Print each entry as it appears. Images stay out of the copy.

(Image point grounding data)
------------------------------------------------------------------------
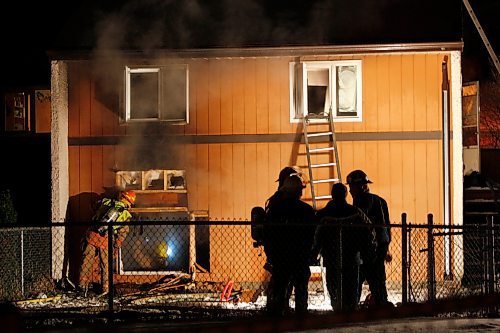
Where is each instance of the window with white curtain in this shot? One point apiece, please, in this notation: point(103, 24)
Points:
point(157, 94)
point(320, 87)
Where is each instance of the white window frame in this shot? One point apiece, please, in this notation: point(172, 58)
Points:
point(298, 89)
point(162, 115)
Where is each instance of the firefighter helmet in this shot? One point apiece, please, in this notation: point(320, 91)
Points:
point(290, 171)
point(129, 196)
point(358, 177)
point(292, 185)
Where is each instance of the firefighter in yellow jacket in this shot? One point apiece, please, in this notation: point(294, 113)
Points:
point(96, 239)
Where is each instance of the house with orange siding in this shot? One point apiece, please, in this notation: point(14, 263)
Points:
point(226, 120)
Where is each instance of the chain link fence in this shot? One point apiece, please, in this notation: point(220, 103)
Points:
point(183, 268)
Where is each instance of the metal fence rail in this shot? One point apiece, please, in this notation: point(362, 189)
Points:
point(215, 266)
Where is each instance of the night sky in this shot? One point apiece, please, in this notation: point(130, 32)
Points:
point(29, 29)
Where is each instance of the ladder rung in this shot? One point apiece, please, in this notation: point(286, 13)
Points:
point(323, 165)
point(319, 134)
point(315, 150)
point(331, 180)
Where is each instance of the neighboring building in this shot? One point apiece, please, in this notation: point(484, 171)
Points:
point(225, 121)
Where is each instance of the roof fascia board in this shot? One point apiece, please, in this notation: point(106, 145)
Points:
point(293, 51)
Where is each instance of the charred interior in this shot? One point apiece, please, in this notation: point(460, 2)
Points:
point(154, 249)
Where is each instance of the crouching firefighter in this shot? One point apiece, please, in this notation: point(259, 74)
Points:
point(95, 244)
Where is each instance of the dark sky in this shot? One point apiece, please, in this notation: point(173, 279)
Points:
point(29, 29)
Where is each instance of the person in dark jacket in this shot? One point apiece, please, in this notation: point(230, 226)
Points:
point(375, 207)
point(288, 237)
point(345, 239)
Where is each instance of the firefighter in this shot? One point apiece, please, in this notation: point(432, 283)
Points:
point(96, 239)
point(288, 242)
point(344, 247)
point(375, 207)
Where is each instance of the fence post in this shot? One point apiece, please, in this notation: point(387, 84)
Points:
point(404, 258)
point(490, 250)
point(431, 272)
point(338, 260)
point(110, 270)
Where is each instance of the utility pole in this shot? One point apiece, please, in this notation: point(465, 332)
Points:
point(486, 42)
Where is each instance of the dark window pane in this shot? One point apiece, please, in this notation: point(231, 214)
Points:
point(175, 93)
point(316, 99)
point(144, 97)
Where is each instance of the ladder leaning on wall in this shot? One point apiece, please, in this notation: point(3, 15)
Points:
point(325, 148)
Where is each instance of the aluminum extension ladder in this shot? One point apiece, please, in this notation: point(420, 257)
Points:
point(325, 148)
point(326, 145)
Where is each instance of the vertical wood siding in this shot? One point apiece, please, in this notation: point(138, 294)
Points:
point(401, 93)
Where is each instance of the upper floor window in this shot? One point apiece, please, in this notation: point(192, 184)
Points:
point(157, 93)
point(321, 87)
------------------------------------------------------------------------
*WRITTEN RESPONSE:*
Where is each instance of the window with white curtain in this shot? One point apiece, please, in this notation: point(103, 24)
Points:
point(157, 94)
point(320, 87)
Where is each instance of the white window frame in this shot? One point apiece, please, in this notation: point(172, 58)
Points:
point(298, 89)
point(162, 115)
Where is each instance of the firefighter helmet in this shot? One point apiece, please, in this notation: point(320, 91)
Points:
point(290, 171)
point(129, 196)
point(358, 177)
point(292, 185)
Where is each instance of the firefighter in yellow jacket in this shot? One point apiece, please, in this notation: point(294, 113)
Points:
point(96, 239)
Where is each instance of the house with orange siding in this shot? One point apiece, please, in this notation: point(14, 263)
Points:
point(226, 120)
Where is each instance of the chain link fence in this shot? One point apiece, please, in this notation: point(220, 103)
Points:
point(183, 268)
Where is each instance of the metal fence rail in this shot? One point apiece, please, in this notation: point(362, 189)
Points:
point(215, 266)
Where is each instance of the night sky in this shot? One point apiece, please, in this notation: point(130, 32)
Points:
point(29, 29)
Where is each instance of the ladder rung in this shot? One point apiece, please, in this notation: point(286, 13)
Points:
point(323, 165)
point(319, 134)
point(315, 150)
point(331, 180)
Where is each instance of the neighboring building in this shot? One point apiece, please, in this notation: point(484, 171)
Points:
point(225, 121)
Where is each instance of the roof fascia board in this shot? One point apiece, please, in this notation: point(106, 145)
Points:
point(293, 51)
Where is each instance of the charred interior in this shot? One point apiece, please, in this notation: point(460, 2)
Points:
point(154, 249)
Where is each instance of the crouching firefighter in this shot? One point apiece, please, in this notation: point(259, 74)
Points:
point(95, 244)
Where is each instance of the dark sky in this shot? One point apiece, please, in this notation: point(173, 279)
Points:
point(29, 29)
Where is each instance of the person in dark jacket in this shot? One point apiece, please, in this notation: point(230, 226)
Points:
point(375, 207)
point(288, 237)
point(345, 239)
Where is each instance of the firefighter in this shot? One point apiece, please, in this notation: point(432, 283)
Points:
point(96, 239)
point(288, 242)
point(344, 247)
point(375, 207)
Where is each instance of the fence post in this shot? One point apiece, please, in this notation: point(387, 84)
Points:
point(404, 258)
point(490, 250)
point(431, 272)
point(338, 260)
point(110, 270)
Where is each instance of the utility pole in this shot? One point apiece, please, in this notation: point(465, 332)
Points:
point(486, 42)
Where is each instance of the dark window pane in this shot? One point apiece, please, in this notation: point(231, 214)
Points:
point(175, 93)
point(316, 99)
point(144, 97)
Where is each instance of the ladder leaning on wall in this shot? One point apiece, please, in this notation: point(3, 15)
Points:
point(325, 148)
Where is each instance of the aluminum extension ladder in this shot? One point apiece, please, in this notation: point(420, 257)
Points:
point(325, 148)
point(326, 145)
Where is each instance of the vertical wood siding in this shot? One point apiece, please, in this notation: point(138, 294)
Points:
point(401, 93)
Where is each instance of the upper floor window in this shot? One point apiece, please, in this notation: point(192, 184)
Points:
point(157, 93)
point(321, 87)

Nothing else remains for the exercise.